> **AVAILABLE DATA**:
# # # #

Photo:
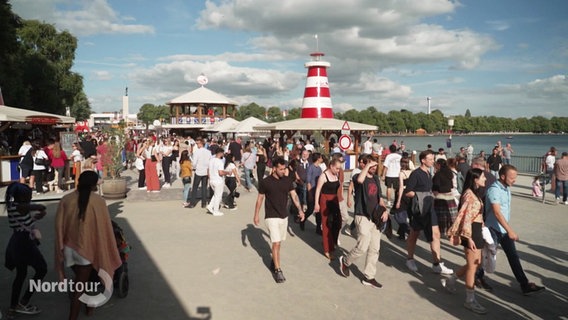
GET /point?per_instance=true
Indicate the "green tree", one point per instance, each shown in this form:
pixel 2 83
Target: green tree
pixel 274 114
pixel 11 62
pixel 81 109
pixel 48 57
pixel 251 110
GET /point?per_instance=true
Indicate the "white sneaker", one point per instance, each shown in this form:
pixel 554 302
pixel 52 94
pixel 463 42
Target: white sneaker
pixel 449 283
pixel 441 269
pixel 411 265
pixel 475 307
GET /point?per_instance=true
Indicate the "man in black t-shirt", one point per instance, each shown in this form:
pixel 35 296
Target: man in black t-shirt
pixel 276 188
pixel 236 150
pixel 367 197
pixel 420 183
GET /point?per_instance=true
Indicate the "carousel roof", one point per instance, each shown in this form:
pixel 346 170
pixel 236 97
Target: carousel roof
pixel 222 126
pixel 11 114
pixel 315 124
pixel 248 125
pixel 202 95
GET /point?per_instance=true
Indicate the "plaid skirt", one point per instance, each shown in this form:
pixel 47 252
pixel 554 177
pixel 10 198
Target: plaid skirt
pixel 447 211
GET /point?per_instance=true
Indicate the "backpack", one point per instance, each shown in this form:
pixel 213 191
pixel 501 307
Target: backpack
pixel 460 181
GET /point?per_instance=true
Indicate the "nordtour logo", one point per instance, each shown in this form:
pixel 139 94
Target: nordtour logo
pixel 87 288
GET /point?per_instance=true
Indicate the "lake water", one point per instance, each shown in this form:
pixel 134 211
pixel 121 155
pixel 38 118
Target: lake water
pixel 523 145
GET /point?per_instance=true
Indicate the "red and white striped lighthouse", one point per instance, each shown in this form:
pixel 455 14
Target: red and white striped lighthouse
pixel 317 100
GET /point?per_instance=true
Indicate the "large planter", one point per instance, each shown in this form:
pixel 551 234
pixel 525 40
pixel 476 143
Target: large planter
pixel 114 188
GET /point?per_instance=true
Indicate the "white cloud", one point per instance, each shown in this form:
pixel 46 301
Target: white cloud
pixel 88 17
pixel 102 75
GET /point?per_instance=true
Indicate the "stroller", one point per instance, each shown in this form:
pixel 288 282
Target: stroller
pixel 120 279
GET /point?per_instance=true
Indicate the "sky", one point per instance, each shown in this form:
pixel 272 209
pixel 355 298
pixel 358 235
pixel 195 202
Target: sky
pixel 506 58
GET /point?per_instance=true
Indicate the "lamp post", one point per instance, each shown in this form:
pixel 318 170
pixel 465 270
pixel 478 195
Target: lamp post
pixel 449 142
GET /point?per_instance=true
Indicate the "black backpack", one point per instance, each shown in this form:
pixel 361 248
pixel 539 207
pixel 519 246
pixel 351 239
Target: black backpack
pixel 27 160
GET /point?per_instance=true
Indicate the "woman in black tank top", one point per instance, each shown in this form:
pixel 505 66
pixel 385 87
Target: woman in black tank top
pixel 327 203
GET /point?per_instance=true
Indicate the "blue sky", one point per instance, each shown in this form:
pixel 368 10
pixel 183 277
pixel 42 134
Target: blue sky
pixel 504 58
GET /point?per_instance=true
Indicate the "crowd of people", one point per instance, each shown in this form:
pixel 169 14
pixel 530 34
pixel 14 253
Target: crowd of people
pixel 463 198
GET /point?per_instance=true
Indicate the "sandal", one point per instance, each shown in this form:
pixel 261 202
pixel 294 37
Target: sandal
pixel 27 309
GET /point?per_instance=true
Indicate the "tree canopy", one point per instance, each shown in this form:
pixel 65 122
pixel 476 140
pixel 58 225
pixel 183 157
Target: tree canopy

# # # #

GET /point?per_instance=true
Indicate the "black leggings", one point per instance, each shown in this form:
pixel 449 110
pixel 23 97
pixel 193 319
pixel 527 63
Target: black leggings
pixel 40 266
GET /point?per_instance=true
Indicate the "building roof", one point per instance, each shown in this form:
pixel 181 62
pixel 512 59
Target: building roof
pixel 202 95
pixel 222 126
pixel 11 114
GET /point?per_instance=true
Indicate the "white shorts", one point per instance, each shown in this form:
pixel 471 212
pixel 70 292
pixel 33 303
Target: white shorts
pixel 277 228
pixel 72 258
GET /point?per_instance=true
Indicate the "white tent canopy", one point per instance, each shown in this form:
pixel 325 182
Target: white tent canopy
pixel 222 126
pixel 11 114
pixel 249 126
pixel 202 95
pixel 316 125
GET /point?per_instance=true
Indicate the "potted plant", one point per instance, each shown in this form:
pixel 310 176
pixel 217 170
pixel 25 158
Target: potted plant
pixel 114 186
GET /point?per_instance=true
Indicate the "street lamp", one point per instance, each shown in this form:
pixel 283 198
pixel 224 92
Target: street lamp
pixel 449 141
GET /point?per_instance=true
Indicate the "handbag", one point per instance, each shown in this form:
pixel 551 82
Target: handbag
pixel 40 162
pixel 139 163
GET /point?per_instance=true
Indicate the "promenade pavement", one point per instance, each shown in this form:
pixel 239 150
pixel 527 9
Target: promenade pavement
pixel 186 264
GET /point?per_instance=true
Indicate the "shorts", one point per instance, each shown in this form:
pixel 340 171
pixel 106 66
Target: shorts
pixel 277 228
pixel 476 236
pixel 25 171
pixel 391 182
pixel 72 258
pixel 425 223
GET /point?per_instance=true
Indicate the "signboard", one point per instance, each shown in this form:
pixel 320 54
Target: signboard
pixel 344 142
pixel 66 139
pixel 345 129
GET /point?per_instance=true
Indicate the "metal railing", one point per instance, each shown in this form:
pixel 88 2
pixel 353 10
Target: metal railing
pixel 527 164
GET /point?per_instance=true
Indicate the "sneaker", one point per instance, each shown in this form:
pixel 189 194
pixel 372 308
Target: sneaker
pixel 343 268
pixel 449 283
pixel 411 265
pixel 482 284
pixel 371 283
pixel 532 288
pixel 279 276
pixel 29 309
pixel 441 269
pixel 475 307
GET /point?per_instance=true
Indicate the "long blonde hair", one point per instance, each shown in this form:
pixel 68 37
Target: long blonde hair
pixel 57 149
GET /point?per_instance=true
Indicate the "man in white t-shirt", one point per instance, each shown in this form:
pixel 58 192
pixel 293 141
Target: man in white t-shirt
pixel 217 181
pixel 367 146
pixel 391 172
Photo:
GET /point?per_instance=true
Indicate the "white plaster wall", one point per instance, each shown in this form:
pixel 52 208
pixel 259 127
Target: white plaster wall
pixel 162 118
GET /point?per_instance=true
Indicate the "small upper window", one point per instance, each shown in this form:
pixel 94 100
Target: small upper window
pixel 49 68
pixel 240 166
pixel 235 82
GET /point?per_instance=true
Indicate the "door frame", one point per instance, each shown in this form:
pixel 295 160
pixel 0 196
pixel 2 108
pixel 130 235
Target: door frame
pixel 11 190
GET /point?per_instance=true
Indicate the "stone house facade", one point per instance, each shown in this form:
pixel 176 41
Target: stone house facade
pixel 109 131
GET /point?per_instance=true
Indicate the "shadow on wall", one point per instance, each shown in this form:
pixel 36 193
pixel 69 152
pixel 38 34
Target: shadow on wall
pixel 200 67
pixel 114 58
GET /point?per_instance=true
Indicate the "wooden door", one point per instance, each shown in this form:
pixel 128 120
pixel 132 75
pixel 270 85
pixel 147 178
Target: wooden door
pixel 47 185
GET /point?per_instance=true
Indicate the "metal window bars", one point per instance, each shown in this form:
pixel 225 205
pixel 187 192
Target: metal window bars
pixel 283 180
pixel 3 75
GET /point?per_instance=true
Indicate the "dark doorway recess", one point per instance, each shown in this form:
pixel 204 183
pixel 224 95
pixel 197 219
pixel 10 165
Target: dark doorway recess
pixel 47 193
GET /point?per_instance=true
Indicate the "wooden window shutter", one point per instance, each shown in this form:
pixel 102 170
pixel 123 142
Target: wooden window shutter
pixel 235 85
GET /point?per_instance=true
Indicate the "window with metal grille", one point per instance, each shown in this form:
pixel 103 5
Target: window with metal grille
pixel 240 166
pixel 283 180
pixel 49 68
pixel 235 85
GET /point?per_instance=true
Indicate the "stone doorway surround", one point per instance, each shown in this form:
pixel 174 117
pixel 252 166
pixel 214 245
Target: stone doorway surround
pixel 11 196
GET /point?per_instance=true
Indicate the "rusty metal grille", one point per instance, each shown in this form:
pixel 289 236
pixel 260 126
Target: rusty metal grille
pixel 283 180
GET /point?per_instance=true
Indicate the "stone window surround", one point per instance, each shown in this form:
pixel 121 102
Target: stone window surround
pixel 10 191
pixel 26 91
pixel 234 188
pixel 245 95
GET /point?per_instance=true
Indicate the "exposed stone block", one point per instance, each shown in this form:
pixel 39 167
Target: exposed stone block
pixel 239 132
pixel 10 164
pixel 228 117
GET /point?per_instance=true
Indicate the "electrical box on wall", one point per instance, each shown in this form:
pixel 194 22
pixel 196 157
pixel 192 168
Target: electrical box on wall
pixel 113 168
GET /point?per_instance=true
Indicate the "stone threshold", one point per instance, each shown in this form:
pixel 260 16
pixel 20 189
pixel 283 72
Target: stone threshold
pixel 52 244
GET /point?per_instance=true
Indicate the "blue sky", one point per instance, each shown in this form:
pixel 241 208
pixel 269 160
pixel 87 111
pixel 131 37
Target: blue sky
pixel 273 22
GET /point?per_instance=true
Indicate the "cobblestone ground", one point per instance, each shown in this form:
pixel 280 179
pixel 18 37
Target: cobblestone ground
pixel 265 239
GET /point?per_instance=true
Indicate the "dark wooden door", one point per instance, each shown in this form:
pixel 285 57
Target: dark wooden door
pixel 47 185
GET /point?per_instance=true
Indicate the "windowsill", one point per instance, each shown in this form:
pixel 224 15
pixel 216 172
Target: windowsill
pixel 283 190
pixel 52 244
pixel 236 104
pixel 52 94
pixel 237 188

# # # #

> **YOUR INSTRUCTIONS**: An exact copy of the lines above between the line holding "pixel 294 37" and the line holding "Target: tree canopy", inclusive, is the whole answer.

> **ANSWER TO THE EXERCISE**:
pixel 294 37
Target: sandal
pixel 27 309
GET /point?per_instance=true
Indicate the "tree canopy", one point per instance, each shown in this form:
pixel 65 122
pixel 476 140
pixel 58 225
pixel 183 157
Target: tree canopy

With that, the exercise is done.